*Stored data entries:*
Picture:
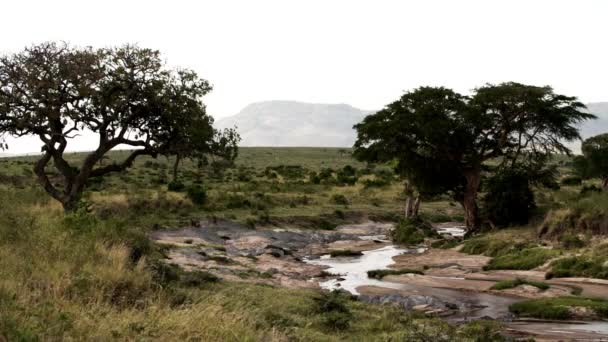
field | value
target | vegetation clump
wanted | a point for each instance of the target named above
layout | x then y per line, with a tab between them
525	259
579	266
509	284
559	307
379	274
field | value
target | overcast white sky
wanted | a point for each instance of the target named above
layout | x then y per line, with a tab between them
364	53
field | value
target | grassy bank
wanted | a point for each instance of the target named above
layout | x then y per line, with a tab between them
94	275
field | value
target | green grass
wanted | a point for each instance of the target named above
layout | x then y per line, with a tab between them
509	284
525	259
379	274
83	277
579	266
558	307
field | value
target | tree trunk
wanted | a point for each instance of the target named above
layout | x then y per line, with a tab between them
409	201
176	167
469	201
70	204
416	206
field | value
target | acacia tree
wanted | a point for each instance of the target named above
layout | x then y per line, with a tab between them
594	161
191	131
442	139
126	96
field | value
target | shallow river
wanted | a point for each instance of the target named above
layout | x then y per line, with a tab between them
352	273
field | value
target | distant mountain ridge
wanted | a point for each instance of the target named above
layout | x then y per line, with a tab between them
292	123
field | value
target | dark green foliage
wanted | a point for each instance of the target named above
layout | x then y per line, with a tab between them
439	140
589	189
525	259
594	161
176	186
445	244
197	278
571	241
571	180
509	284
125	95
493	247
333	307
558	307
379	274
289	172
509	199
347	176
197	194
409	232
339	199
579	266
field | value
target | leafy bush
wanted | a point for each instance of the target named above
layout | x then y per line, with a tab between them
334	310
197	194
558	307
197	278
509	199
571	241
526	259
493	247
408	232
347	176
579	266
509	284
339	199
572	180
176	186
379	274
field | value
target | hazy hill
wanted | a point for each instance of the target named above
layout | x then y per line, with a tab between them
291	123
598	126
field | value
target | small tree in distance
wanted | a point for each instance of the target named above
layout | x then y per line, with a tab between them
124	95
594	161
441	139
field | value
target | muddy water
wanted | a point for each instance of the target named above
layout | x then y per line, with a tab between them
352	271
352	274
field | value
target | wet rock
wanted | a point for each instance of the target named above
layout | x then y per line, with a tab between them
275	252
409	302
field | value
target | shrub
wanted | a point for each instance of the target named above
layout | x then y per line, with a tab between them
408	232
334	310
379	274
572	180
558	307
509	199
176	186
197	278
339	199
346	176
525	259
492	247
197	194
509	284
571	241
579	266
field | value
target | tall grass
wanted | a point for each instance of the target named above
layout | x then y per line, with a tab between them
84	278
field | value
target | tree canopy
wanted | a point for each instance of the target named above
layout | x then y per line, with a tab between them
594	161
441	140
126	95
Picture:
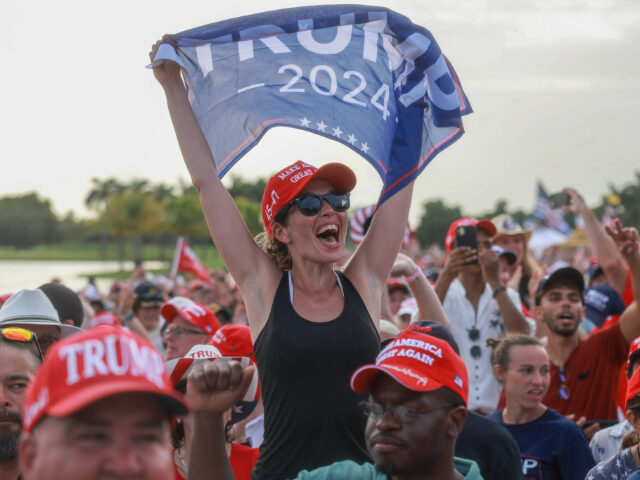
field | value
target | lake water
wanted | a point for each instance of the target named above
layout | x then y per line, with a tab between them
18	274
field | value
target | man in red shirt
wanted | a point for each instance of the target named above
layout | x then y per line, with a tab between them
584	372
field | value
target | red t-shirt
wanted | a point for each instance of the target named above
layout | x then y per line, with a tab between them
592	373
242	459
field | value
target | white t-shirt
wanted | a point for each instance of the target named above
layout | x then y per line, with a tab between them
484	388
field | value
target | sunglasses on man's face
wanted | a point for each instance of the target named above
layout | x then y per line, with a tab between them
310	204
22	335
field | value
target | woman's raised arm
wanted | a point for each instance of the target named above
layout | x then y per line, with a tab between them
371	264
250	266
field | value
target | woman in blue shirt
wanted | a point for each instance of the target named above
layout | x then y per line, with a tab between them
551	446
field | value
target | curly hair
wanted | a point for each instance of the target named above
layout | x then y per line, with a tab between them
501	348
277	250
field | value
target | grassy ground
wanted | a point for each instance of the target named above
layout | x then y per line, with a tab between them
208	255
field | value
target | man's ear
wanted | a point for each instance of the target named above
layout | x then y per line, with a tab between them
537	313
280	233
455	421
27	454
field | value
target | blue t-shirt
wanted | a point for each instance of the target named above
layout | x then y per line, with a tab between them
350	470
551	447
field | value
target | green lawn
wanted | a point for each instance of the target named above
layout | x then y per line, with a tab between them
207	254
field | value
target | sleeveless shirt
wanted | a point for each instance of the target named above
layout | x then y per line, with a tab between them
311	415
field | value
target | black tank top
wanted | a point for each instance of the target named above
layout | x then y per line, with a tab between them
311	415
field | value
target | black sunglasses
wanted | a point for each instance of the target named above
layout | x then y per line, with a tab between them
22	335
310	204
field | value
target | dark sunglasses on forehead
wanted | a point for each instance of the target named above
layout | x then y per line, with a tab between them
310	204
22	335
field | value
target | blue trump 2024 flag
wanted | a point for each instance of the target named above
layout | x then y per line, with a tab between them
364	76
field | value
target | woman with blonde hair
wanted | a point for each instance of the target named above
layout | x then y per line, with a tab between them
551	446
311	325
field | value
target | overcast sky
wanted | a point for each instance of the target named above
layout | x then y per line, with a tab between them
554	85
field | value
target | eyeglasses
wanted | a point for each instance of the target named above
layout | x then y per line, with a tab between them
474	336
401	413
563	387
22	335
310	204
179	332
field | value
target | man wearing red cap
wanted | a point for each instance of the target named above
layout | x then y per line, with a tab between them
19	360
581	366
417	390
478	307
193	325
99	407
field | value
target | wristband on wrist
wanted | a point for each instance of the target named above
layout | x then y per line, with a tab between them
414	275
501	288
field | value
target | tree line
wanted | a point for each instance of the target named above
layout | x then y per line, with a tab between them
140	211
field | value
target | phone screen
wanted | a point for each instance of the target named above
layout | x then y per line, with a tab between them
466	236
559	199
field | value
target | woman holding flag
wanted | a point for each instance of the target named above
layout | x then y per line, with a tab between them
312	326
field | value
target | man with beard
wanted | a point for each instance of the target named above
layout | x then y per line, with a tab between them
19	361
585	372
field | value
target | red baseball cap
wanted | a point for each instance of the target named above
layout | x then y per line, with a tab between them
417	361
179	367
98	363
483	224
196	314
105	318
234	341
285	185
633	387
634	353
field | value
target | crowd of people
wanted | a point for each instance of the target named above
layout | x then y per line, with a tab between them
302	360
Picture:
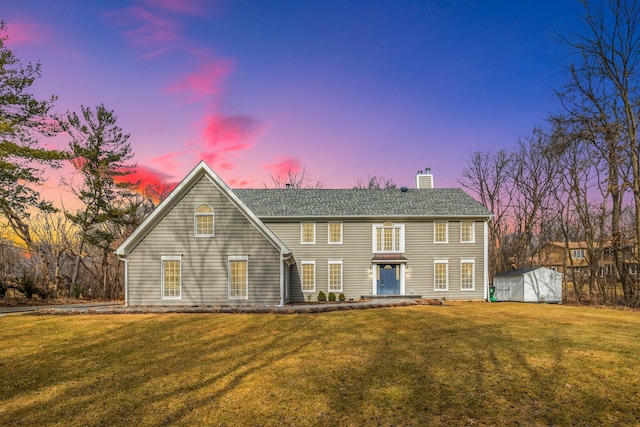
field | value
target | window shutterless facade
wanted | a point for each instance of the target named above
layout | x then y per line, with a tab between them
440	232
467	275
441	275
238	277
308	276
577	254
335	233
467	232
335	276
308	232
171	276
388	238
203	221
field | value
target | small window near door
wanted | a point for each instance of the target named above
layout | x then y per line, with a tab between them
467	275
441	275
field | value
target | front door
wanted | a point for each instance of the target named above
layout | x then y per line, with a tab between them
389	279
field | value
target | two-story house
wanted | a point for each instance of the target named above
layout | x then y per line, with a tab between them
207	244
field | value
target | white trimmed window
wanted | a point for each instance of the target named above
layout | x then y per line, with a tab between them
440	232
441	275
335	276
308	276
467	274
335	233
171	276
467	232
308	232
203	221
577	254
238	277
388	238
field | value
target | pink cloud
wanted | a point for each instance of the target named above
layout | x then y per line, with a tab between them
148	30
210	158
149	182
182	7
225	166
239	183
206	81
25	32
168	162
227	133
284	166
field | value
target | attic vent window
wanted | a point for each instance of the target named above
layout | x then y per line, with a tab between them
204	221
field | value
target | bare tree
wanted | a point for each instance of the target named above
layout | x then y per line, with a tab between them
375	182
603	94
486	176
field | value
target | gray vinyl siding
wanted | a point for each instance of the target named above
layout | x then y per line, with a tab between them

*About this task:* Return all the lines above exactly; none of the pictures should appear.

*Task response:*
Picture:
field | value
target | vegetation clump
wanted | a point for each instance of the target named above
layout | x then y per line, with a tab between them
525	259
579	266
509	284
559	307
379	274
field | value
target | overcast white sky
wanted | a point for each instance of the target named above
layout | x then y per line, with a tab between them
364	53
field | value
target | grassy bank
wanted | a point for each instance of the target named above
layout | x then y per line, with a tab between them
94	275
field | value
target | green grass
wanted | a point for each instance of the target named above
layout | x then y per line, with a tab between them
509	284
525	259
379	274
83	277
579	266
558	307
field | value
target | tree trunk
wanted | a point for each instance of the target named above
layout | x then y per line, with a tab between them
409	201
176	167
469	201
70	204
416	206
field | value
target | acacia tree
wanted | a point for each instance of the target named above
layout | x then y per line, with a tab between them
594	161
191	131
442	139
126	96
field | value
target | shallow river
wanted | a point for each instance of the target named above
layout | x then y per line, with a tab between them
352	273
field | value
target | distant mountain ridge
wanted | a point for each instance of the target named above
layout | x then y per line, with a tab between them
292	123
field | value
target | dark green foliage
wanted | a point for each instance of the target named above
layout | x then y per line, with a tab between them
439	140
589	189
525	259
594	161
176	186
445	244
197	278
571	241
571	180
509	284
125	95
493	247
333	307
558	307
379	274
289	172
509	199
347	176
197	194
409	232
339	199
579	266
field | value
target | leafy bush
wanted | a point for each instance of the target named above
layout | x then y per line, with a tab between them
334	310
197	194
558	307
197	278
509	199
571	241
526	259
493	247
408	232
347	176
579	266
509	284
339	199
572	180
176	186
379	274
field | value
target | hazy hill
wanted | a point for each instance of the target named above
layout | x then y per line, with a tab between them
291	123
598	126
field | value
target | small tree in distance
wanted | a point for each instance of the target named above
layout | x then y per line, with a tab between them
124	95
594	161
441	139
field | value
target | muddy water
wanted | a point for each instance of the target named above
layout | x then y per line, with a tab between them
352	271
352	274
field | value
target | wet rock
wanted | a point for each instance of the target named above
layout | x then y per line, with a tab between them
275	252
409	302
field | value
target | shrub
wanted | a point for each instance of the target named above
layout | x then y per line, with a tab between them
408	232
334	310
379	274
572	180
558	307
509	199
176	186
197	278
339	199
346	176
525	259
492	247
197	194
509	284
571	241
579	266
field | value
target | tall grass
wanted | a point for each instance of the target named above
layout | x then y per line, with a tab between them
84	278
field | value
target | tree canopy
wanted | a point for each instance of the target named above
layout | x then y per line, with a tab between them
594	161
441	140
126	95
Picture:
field | value
target | lake water
wanted | a point for each instance of the target named above
layout | x then y per line, with a tab between them
18	274
field | value
target | man in red shirt
wanted | a point for each instance of the target named above
layout | x then y per line, with a tab between them
584	372
field | value
target | red t-shirt
wanted | a point for each instance of the target named above
layout | x then y per line, with a tab between them
592	373
242	459
field | value
target | white t-shirt
wanted | a point for each instance of the target named above
layout | x then y per line, with a tab between them
484	388
field | value
target | sunglasses on man's face
wanted | a point for each instance of the target named above
layout | x then y per line, with a tab between them
310	204
22	335
field | value
target | woman's raised arm
wanted | a point for each instance of the target named above
layout | x then y per line, with a tab between them
371	264
250	266
field | value
target | woman in blue shirt
wanted | a point for each instance of the target named above
layout | x then y per line, with a tab between them
551	446
field | value
target | curly hair
wanted | a point for each instance of the target named above
layout | x then y per line, with a tab between them
501	348
277	250
field | value
target | grassy ground
wanted | a point for each instance of the target named above
layout | x then y per line, with a tab between them
208	255
field | value
target | man's ear
wanted | a point for each instance of the target named above
layout | x then y per line, with a tab between them
537	313
280	233
455	421
27	454
field | value
target | blue t-shirt
wanted | a point for each instance of the target named above
layout | x then y per line, with a tab between them
350	470
551	447
field | value
target | green lawn
wanted | a point for each instance of the target named above
layout | x then y per line, with a tab between them
207	254
field | value
target | sleeveless shirt
wanted | a point for each instance of the target named above
layout | x then y per line, with a tab between them
311	415
field | value
target | black tank top
wanted | a point for each instance of the target named above
layout | x then y per line, with a tab between them
311	415
field | value
target | black sunglasses
wanted | a point for each instance of the target named above
layout | x then y per line, with a tab between them
22	335
310	204
field | value
target | dark sunglasses on forehead
wanted | a point for each instance of the target named above
layout | x then y per line, with a tab between them
310	204
22	335
field | value
target | blue trump 2024 flag
wanted | a point for each instance of the target named above
layout | x then y per line, with a tab between them
364	76
field | value
target | woman with blonde hair
wanted | a point for each instance of the target named above
layout | x then y per line, with a tab between them
551	446
311	325
field | value
target | overcast sky
wanted | a point for each instance of the target named above
layout | x then y per line, with a tab between them
554	85
field | value
target | eyeglasses
wanted | a point for each instance of the target named above
layout | x then y per line, with a tab between them
474	336
401	413
563	387
22	335
310	204
179	332
field | value
target | man wearing red cap
wanted | a point for each instance of the target named above
layout | x then y per line, with a tab between them
19	360
581	366
417	390
478	307
193	325
99	407
field | value
target | wristband on wrist
wanted | a point for each instance of the target named above
layout | x then y per line, with a tab between them
414	275
501	288
field | value
target | tree line
wanted | a point for each instance of the target named above
layout | x then y per line, with a tab between them
140	211
field | value
target | phone screen
wanted | a point for each instance of the target named above
layout | x then y per line, with a tab between them
466	236
559	199
field | value
target | woman holding flag
wanted | a point for each instance of the target named above
layout | x then y per line, with a tab between them
312	326
field | value
target | man with beard
wanted | a point for each instance of the target named above
layout | x then y per line, with a tab between them
19	361
585	372
field | value
target | red baseball cap
wanted | a point for each instance of the target named above
layout | x then y per line, with a tab between them
417	361
179	367
98	363
483	224
196	314
105	318
234	341
285	185
633	387
634	353
field | value
target | crowd of people
wanted | a point for each instance of the target named above
layout | x then y per line, with a tab between them
302	360
Picture:
field | value
target | window shutterless facade
wanted | a point for each instance of the target named above
layout | x then y per line, with a tab between them
440	232
467	275
441	275
238	277
308	276
577	254
335	233
467	232
335	276
308	232
171	276
388	238
203	221
field | value
target | small window near door
wanted | a point for each instance of the target named above
layout | x then y per line, with a tab between them
467	275
441	275
field | value
target | front door
wanted | a point for each instance of the target named above
layout | x then y per line, with a tab between them
389	279
field | value
target | two-story house
wanted | a point for each instance of the target named above
layout | x then y per line, with a tab between them
207	244
field | value
target | white trimmed window
wanted | a point for each instance of the target named above
layout | x then y per line, with a tab between them
440	232
441	275
335	276
308	276
467	274
335	233
171	276
467	232
308	232
203	221
577	254
238	277
388	238
field | value
target | pink cloud
wanted | a point for each instance of the target named above
layout | x then y per line, with a tab between them
148	30
210	158
149	182
182	7
225	166
239	183
206	81
25	32
168	162
227	133
284	166
field | value
target | attic vent window
wanted | a point for each instance of the target named above
layout | x then y per line, with a tab between them
204	221
field | value
target | bare tree
wanted | a point for each instance of the target named above
layout | x then y per line, with a tab between them
375	182
603	94
486	176
field | value
target | gray vinyl siding
wanted | a point for each instance of the target named above
layout | x then y per line, with a tab between them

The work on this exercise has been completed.